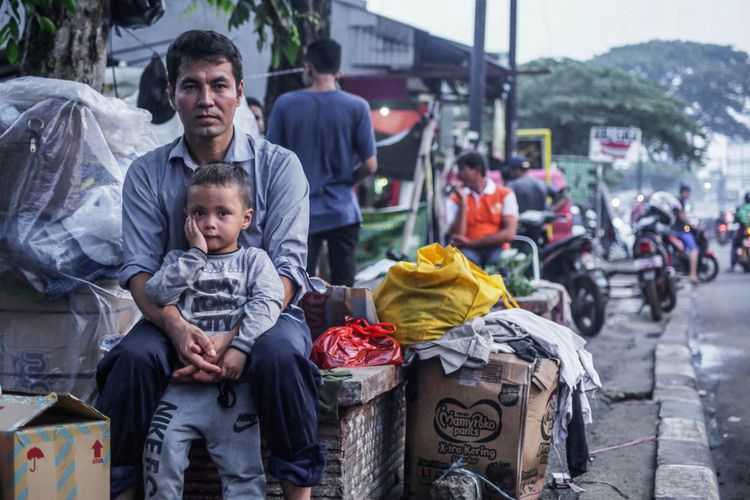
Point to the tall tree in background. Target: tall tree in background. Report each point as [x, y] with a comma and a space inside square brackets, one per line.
[57, 39]
[713, 80]
[574, 96]
[67, 39]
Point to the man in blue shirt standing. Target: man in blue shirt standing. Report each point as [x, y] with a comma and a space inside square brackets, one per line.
[331, 132]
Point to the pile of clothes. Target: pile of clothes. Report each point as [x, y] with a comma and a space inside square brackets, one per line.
[529, 337]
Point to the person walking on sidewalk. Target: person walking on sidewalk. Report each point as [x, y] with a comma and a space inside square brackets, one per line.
[742, 216]
[206, 87]
[331, 132]
[687, 238]
[531, 193]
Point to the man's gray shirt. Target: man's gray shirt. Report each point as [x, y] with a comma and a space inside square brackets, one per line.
[216, 292]
[154, 206]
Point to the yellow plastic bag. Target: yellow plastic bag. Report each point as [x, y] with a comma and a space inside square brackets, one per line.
[442, 290]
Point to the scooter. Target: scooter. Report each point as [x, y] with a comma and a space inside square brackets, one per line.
[743, 250]
[653, 264]
[708, 264]
[571, 263]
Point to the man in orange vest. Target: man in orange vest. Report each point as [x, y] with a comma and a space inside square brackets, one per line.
[481, 215]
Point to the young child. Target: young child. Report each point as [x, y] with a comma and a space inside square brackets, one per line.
[216, 285]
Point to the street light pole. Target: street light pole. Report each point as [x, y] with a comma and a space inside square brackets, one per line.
[510, 111]
[478, 72]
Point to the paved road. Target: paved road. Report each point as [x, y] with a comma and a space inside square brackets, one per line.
[623, 410]
[722, 341]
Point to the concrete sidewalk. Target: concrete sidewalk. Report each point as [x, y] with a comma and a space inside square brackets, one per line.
[685, 469]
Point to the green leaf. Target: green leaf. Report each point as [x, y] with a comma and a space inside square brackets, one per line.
[46, 24]
[11, 51]
[13, 27]
[69, 5]
[275, 55]
[290, 51]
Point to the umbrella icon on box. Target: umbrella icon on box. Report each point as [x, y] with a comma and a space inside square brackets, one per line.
[32, 455]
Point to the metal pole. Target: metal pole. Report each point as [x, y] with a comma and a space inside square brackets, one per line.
[510, 114]
[478, 72]
[640, 175]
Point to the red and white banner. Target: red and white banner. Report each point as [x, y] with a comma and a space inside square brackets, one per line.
[615, 144]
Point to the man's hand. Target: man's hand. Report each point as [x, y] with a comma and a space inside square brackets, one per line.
[194, 236]
[189, 341]
[232, 364]
[221, 343]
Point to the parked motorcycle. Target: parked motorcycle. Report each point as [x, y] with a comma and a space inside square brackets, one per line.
[708, 264]
[651, 258]
[570, 263]
[743, 251]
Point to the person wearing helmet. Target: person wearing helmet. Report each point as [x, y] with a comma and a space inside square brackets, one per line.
[531, 193]
[741, 215]
[687, 238]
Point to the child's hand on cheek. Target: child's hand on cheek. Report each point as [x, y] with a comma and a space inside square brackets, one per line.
[233, 364]
[194, 236]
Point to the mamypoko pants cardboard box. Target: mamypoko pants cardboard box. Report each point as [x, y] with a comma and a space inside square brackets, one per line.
[497, 419]
[52, 446]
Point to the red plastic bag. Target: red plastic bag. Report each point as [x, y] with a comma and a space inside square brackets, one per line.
[357, 344]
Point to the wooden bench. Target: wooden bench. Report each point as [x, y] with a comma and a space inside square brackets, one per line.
[365, 444]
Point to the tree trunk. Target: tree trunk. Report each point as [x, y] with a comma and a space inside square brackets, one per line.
[76, 51]
[308, 32]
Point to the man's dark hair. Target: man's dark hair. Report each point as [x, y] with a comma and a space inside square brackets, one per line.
[324, 55]
[224, 174]
[202, 45]
[472, 159]
[252, 101]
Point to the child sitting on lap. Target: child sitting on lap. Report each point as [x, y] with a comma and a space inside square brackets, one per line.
[216, 285]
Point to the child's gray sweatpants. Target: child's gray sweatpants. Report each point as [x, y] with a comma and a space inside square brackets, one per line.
[191, 411]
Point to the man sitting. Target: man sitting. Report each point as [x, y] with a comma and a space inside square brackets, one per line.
[481, 215]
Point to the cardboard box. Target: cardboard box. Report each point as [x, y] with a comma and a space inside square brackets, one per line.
[53, 345]
[330, 308]
[52, 446]
[498, 419]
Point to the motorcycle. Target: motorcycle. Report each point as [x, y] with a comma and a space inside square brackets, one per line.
[708, 264]
[653, 264]
[571, 263]
[743, 251]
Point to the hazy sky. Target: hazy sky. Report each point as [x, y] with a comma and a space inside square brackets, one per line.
[579, 29]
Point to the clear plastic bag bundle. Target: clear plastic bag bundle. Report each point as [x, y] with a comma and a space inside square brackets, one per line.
[64, 150]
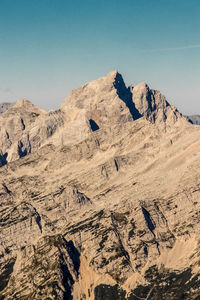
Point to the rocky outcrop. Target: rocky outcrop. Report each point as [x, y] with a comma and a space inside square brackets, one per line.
[154, 107]
[195, 119]
[100, 210]
[4, 106]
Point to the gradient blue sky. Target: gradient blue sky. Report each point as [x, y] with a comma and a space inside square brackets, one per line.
[48, 47]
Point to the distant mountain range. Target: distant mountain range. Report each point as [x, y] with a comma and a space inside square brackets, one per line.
[4, 106]
[100, 199]
[195, 119]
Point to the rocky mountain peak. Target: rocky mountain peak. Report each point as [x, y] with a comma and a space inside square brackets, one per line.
· · · · ·
◆ Action item: Give back the whole of the material exactly, with the pictures removed.

◆ Problem solution:
Point to the tall tree in background. Target: tall tree in background. Report each point as [x, y] with a comma and a space inside square brackets, one per line.
[57, 39]
[713, 80]
[574, 96]
[67, 39]
Point to the man in blue shirt standing. Target: man in blue shirt standing. Report each point as [x, y] with a comma and a space inside square brackets, one per line.
[331, 132]
Point to the pile of clothes. Target: pile of clothes. Report each point as [x, y] with a comma and a space inside square brackets, one per line.
[529, 337]
Point to the person walking on sidewalk. Target: person walking on sidewalk. Report each point as [x, y] with a comma and a space inside square brackets, one per line.
[742, 216]
[206, 87]
[331, 132]
[687, 238]
[531, 193]
Point to the man's gray shirt. Target: man's gray shirt. Report each point as [x, y] with a comma and a space inside square brackets, one per line.
[216, 292]
[154, 206]
Point to the yellow plastic bag. Target: yellow plastic bag. Report each point as [x, y] with a comma and a space inside square brackets, one per line.
[442, 290]
Point to the scooter. Target: scooter. Report each point as [x, y] with a comma and a space inside square brackets, one per line.
[743, 250]
[653, 264]
[708, 264]
[571, 263]
Point to the man in orange vest. Target: man in orange vest. Report each point as [x, y] with a comma and a space inside square brackets, one per line.
[481, 215]
Point to the young child. Target: young child. Report each point as [x, y] with a comma and a space inside square brackets, one per line.
[216, 285]
Point to the street light pole. Target: street light pole. Report each point as [x, y] with a comma and a space inside square brackets, one per line.
[510, 111]
[478, 72]
Point to the paved road. Target: paved road. Report each point as [x, y] with a comma and a space inside square brackets, one per line.
[623, 410]
[722, 341]
Point to the concrete sidewalk. Target: concrete sidewalk. Report each point as [x, y] with a comma and a space inside square brackets, one per line.
[685, 469]
Point to the green leaf. Target: green leaf. Report each point as [x, y] with a comma and a space inside square brackets, one per line.
[46, 24]
[11, 51]
[13, 27]
[69, 5]
[275, 55]
[290, 51]
Point to the umbrella icon on box. Target: umbrella icon on box. Report each point as [x, y] with a comma and a space inside square brackets, one per line.
[32, 455]
Point to the metal pole. Target: metal pole. Report each point as [x, y] with a comma and a space inside square brackets, one per line.
[510, 114]
[478, 72]
[640, 175]
Point to the red and white banner. Target: red and white banner. Report each point as [x, y] with a comma and a space inside square brackets, one per line.
[615, 144]
Point to the man's hand. Target: man's hand. Report each point as [x, y] with a comma and a space inside square brackets, one per line.
[194, 236]
[189, 341]
[232, 364]
[221, 343]
Point to the parked motorcycle. Target: parked motorcycle. Report each point as [x, y] with a comma and a space inside square brackets, one per line.
[708, 264]
[651, 258]
[570, 263]
[743, 251]
Point to the person wearing helmet. Target: person wearing helmet. Report each point as [x, y] with a comma and a space inside square brackets, one per line.
[531, 193]
[741, 215]
[687, 238]
Point to the child's hand on cheek. Target: child's hand on cheek. Report each point as [x, y] with a comma and a space inside square brackets, one per line.
[233, 364]
[194, 236]
Point to the mamypoko pants cardboard box. Target: mamypoko pants cardboard box. Report each point as [x, y] with a comma and a space inside square brackets, one per line.
[497, 419]
[52, 446]
Point to the red plastic bag. Target: red plastic bag. Report each point as [x, y] with a comma and a space inside square brackets, one per line.
[357, 344]
Point to the wooden bench. Target: wooden bench. Report each point as [x, y] with a comma and a space inside square brackets, one per line.
[365, 444]
Point to the tree trunk. Target: tree trunk. Report each point as [x, y] with a comma and a space inside square brackets, one per line.
[76, 51]
[308, 32]
Point to the man's dark hair. Target: man's dark hair. Report each point as [x, y] with a comma and a space inside square brackets, one per line.
[324, 55]
[224, 174]
[202, 45]
[472, 159]
[252, 101]
Point to the child sitting on lap. Target: child sitting on lap. Report each point as [x, y] with a comma and a space inside square brackets, one per line.
[216, 285]
Point to the child's gray sweatpants. Target: child's gray sweatpants. Report each point as [x, y] with a comma and a space inside square brackets, one per line.
[191, 411]
Point to the man sitting. Target: man sitting. Report each point as [x, y] with a comma and a space inside square brackets, one per line.
[481, 215]
Point to the cardboard box. Target: cardboard box. Report each point as [x, y] with a comma and a space inside square brackets, one per line.
[53, 345]
[330, 308]
[52, 446]
[498, 419]
Point to the motorcycle. Target: motorcycle. Report each point as [x, y] with a comma and a space inside square brackets, one per line.
[708, 264]
[653, 264]
[571, 263]
[743, 251]
Point to the hazy sky. Target: hazy sky. Report each point as [x, y] with a comma and a space inside square brackets, one per line.
[579, 29]
Point to the clear plastic bag bundle. Target: clear plastic bag bundle. Report each point as [x, y] with a comma and a space inside square brackets, one per line.
[64, 150]
Point to the rocky outcrop. Target: rocky outcrop. Report each point as [x, y] with a comma and a space inside square brackets, one per line.
[154, 107]
[195, 119]
[100, 210]
[4, 106]
Point to the gradient blue sky. Target: gradient blue sky. Report each point as [x, y] with a comma and a space inside square brackets, one per line.
[48, 47]
Point to the distant mountain range. Target: distant mountain range. Report each point as [x, y] with a comma and a space inside square brackets, one per line.
[4, 106]
[100, 199]
[195, 119]
Point to the rocky mountain peak. Target: rocky mountain peak. Report each point as [x, y] with a comma and a space inside square brackets, one per line.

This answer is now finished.